[Records shown]
•••
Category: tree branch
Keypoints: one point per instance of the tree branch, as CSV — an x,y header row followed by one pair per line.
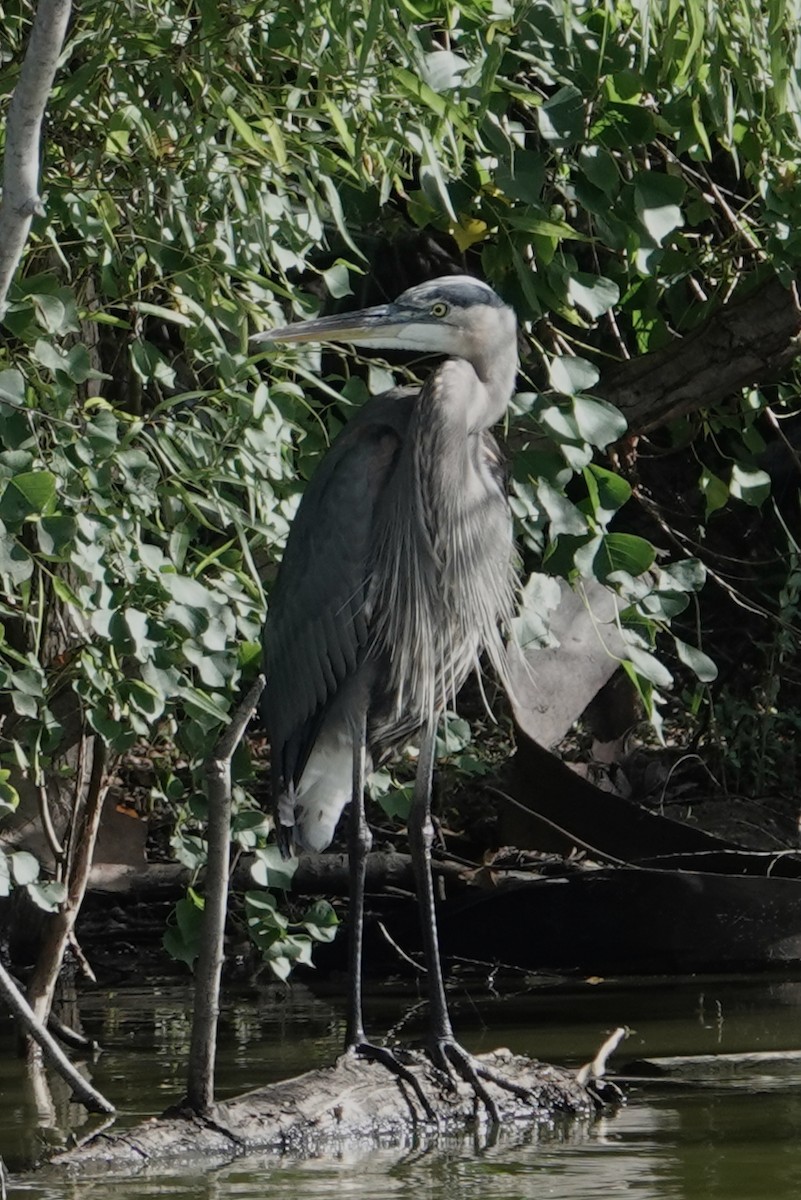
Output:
x,y
83,1090
200,1075
20,199
752,340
•••
[Aim of the exercise] Wherever the string "tree" appears in the data above, report the whole line.

[Answer box]
Category: tree branch
Keypoints: one point per instance of the tree branch, as CSV — an x,y header row followed by one pair per line.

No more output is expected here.